**EXTRACT TO READ**.
— Start —

Wake Christian Academy (WCA) is a private, Christian, co-educational school in Raleigh, North Carolina, United States. It was established in 1966 as a segregation academy in response to the racial integration of public schools.

History 
Wake Christian Academy was established in 1966 as Wake Academy by a group of segregationists that included L. C. Purdy, a former president of White Citizens' Councils. Purdy, along with the White Citizens' Council, tried to raise funds in time to open a school building in the fall of 1966, but fell short and had to lease a residence in which to operate the school. School board president H.W. Carey, referencing the founding of the school, told the News & Observer that   he "hope[ed] the school would be known for its quality education, but it would be false if I said integration didn't enter into it".

In 1969, Purdy told a reporter that "all you get in public schools is integration, not education. The children are pawns in sociological experiments". Principal Franklin Pierce said that although the school was formed to maintain segregation, she was seeking to change the school's image.

— End —

**SUPPLIED RECORDS**.
— Start —

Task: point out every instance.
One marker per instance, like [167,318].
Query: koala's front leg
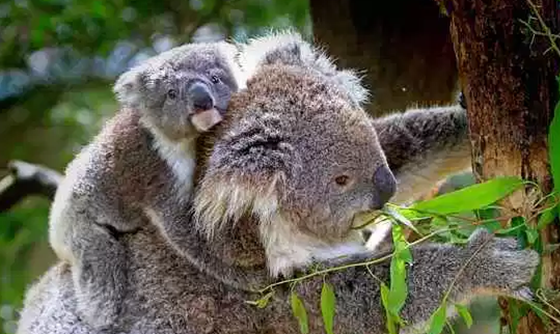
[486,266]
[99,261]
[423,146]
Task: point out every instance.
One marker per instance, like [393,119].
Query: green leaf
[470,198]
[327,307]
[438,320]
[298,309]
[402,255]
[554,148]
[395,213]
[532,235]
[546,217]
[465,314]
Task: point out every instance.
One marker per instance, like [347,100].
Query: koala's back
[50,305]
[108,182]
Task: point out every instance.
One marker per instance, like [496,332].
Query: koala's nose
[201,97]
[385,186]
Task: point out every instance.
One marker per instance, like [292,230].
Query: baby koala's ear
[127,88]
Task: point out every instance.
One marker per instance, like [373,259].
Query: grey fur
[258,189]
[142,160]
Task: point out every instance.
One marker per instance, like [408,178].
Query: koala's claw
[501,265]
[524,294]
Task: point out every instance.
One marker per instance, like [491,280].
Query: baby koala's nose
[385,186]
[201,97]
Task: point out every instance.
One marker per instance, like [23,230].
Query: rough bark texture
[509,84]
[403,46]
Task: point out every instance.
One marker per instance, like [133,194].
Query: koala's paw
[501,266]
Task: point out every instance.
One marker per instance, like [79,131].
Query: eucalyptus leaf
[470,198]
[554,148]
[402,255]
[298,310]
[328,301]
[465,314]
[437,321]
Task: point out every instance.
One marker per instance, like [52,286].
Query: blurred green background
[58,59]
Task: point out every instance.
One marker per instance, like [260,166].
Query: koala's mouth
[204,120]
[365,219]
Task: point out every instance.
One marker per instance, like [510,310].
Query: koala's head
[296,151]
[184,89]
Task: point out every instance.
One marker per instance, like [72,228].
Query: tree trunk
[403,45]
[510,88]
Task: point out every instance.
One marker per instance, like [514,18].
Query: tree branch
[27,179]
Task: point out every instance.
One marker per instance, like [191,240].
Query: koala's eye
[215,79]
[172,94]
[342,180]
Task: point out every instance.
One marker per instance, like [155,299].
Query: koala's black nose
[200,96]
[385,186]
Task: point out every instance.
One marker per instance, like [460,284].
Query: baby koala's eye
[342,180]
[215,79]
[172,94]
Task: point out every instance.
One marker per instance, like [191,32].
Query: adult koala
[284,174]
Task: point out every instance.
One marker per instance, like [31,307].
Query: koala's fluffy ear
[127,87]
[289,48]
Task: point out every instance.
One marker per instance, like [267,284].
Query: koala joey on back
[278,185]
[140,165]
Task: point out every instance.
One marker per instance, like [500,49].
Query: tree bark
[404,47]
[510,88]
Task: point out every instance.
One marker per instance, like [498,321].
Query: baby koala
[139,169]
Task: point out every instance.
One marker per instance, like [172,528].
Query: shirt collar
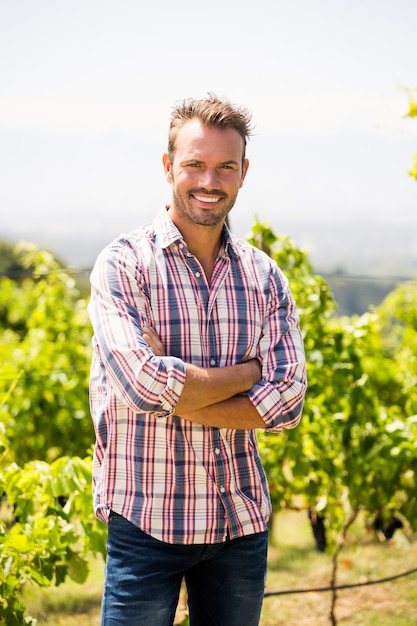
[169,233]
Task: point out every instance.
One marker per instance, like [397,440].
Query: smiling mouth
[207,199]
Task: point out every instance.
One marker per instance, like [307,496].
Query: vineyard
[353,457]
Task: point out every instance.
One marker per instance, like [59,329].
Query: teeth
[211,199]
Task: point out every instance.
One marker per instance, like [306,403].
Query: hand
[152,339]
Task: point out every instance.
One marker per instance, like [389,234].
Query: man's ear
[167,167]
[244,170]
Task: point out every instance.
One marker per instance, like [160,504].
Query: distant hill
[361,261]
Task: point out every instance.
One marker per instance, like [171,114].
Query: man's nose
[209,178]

— End —

**SHORT EXERCISE**. Set down the whole Wake Christian Academy passage again, word for word.

**WRITTEN ANSWER**.
Wake Christian Academy (WCA) is a private, Christian, co-educational school in Raleigh, North Carolina, United States. It was established in 1966 as a segregation academy in response to the racial integration of public schools.

History 
Wake Christian Academy was established in 1966 as Wake Academy by a group of segregationists that included L. C. Purdy, a former president of White Citizens' Councils. Purdy, along with the White Citizens' Council, tried to raise funds in time to open a school building in the fall of 1966, but fell short and had to lease a residence in which to operate the school. School board president H.W. Carey, referencing the founding of the school, told the News & Observer that   he "hope[ed] the school would be known for its quality education, but it would be false if I said integration didn't enter into it".

In 1969, Purdy told a reporter that "all you get in public schools is integration, not education. The children are pawns in sociological experiments". Principal Franklin Pierce said that although the school was formed to maintain segregation, she was seeking to change the school's image.